Copy out all of the material exactly as presented.

===== Material supplied =====

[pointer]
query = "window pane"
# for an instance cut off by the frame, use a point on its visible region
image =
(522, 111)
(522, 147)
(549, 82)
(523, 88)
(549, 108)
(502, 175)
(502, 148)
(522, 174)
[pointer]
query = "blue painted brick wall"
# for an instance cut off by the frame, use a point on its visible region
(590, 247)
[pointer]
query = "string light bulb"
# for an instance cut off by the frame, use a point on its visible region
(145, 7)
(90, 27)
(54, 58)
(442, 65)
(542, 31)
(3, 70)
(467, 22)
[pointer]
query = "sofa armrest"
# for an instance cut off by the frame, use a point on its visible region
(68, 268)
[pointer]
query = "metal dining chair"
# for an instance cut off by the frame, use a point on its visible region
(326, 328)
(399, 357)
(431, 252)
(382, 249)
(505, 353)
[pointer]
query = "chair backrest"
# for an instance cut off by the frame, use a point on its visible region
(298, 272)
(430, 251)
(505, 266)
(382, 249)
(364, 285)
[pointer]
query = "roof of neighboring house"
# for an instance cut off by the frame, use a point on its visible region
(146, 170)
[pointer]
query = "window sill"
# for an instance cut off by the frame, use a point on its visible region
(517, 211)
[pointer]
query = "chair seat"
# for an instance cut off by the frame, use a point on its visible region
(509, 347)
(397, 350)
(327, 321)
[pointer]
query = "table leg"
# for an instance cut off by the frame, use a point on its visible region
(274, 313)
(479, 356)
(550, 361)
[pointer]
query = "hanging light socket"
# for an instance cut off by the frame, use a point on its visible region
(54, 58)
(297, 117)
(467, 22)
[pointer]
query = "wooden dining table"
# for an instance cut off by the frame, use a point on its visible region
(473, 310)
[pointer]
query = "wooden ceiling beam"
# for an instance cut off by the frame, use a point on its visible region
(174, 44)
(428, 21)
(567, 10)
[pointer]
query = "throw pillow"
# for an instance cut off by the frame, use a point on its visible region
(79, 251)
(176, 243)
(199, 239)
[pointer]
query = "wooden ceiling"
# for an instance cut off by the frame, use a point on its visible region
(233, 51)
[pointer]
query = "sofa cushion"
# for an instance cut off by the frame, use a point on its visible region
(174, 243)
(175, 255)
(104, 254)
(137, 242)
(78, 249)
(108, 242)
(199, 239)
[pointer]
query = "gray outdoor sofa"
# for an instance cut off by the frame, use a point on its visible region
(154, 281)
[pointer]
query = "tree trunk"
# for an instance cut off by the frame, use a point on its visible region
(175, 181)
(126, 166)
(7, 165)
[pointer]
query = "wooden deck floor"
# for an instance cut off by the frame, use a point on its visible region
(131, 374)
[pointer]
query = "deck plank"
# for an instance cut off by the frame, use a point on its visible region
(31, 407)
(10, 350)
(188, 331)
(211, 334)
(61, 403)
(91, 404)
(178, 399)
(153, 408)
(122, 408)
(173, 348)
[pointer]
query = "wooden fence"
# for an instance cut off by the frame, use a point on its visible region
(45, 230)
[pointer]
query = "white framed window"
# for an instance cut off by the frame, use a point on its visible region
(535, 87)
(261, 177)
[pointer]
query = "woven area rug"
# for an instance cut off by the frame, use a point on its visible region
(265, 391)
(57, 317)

=====

Task output:
[pointer]
query = "window pane"
# for an instance cut off by the frame, use a point on its visible region
image =
(522, 111)
(522, 147)
(549, 82)
(523, 88)
(549, 108)
(502, 175)
(502, 148)
(522, 174)
[pointer]
query = "blue painted brick wall"
# for an instance cut off by the frame, use a point on its visible region
(590, 247)
[pointer]
query = "string light bulb"
# for an instance cut off by the frame, use a point on its visible region
(145, 7)
(90, 27)
(54, 58)
(442, 65)
(542, 31)
(3, 70)
(467, 22)
[pointer]
query = "sofa armrest"
# for an instance cut off by the frame, use a point on its visible region
(68, 268)
[pointer]
query = "metal dining chair"
# for an instance cut off by the frame, use a point on its visible region
(326, 328)
(399, 357)
(431, 252)
(382, 249)
(505, 353)
[pointer]
query = "chair backrest"
# for an instance cut off by the frame, use a point on its visible region
(298, 272)
(430, 251)
(505, 266)
(382, 249)
(364, 285)
[pointer]
query = "roof of neighboring house"
# for an instance cut off by the frame, use a point on its visible region
(146, 170)
[pointer]
query = "window sill"
# for an instance cut off by the frame, use a point on its visible region
(517, 211)
[pointer]
query = "chair seat"
# for an instance cut off by the frame, use a point on its visible region
(509, 347)
(397, 350)
(327, 321)
[pointer]
query = "table leg"
# for an instance cut off by the frame, use a point on its visible region
(274, 313)
(479, 356)
(550, 361)
[pointer]
query = "hanging light socket"
# for an instance cut off by the frame, use a point on its visible region
(54, 58)
(297, 117)
(467, 22)
[pointer]
query = "wooden dining table"
# for an instance cut off by the frame, use a point on its visible region
(473, 310)
[pointer]
query = "wooden ceiling beam"
# for an instance cut off by the frame, use a point on its visible region
(174, 44)
(428, 21)
(567, 10)
[pointer]
query = "throw pillow"
# for an instance cut off by the frame, use a point on its visible region
(79, 251)
(176, 243)
(199, 239)
[pointer]
query = "wooden ceiling"
# for an instance cut off by the frame, use a point on its visible region
(233, 51)
[pointer]
query = "sofa cushion"
# for an instance cut off by the frame, use a point on its visible region
(174, 243)
(175, 255)
(104, 254)
(137, 242)
(78, 249)
(108, 242)
(199, 239)
[pointer]
query = "gray outdoor sofa"
# for an instance cut off by the frame, use a point on its visible region
(154, 281)
[pointer]
query = "tree trunk"
# for an instance cut off by the frame, use a point on its visible region
(175, 181)
(126, 166)
(7, 165)
[pointer]
query = "wooden deck floor"
# for an instance cut off by the frame, use a point on its visible region
(131, 374)
[pointer]
query = "deck plank"
# for an instance cut off by the frame, use a point on its visible region
(31, 407)
(10, 350)
(188, 331)
(211, 334)
(61, 403)
(91, 404)
(178, 399)
(153, 408)
(122, 408)
(173, 348)
[pointer]
query = "wooden fence"
# for an instance cut off by the frame, use a point on its visible region
(45, 230)
[pointer]
query = "white framed window"
# for an instance cut off by the frame, use a point on its visible region
(535, 87)
(261, 177)
[pointer]
query = "woven area rug"
# for an instance cut off by the frame, use a point on its visible region
(265, 391)
(57, 317)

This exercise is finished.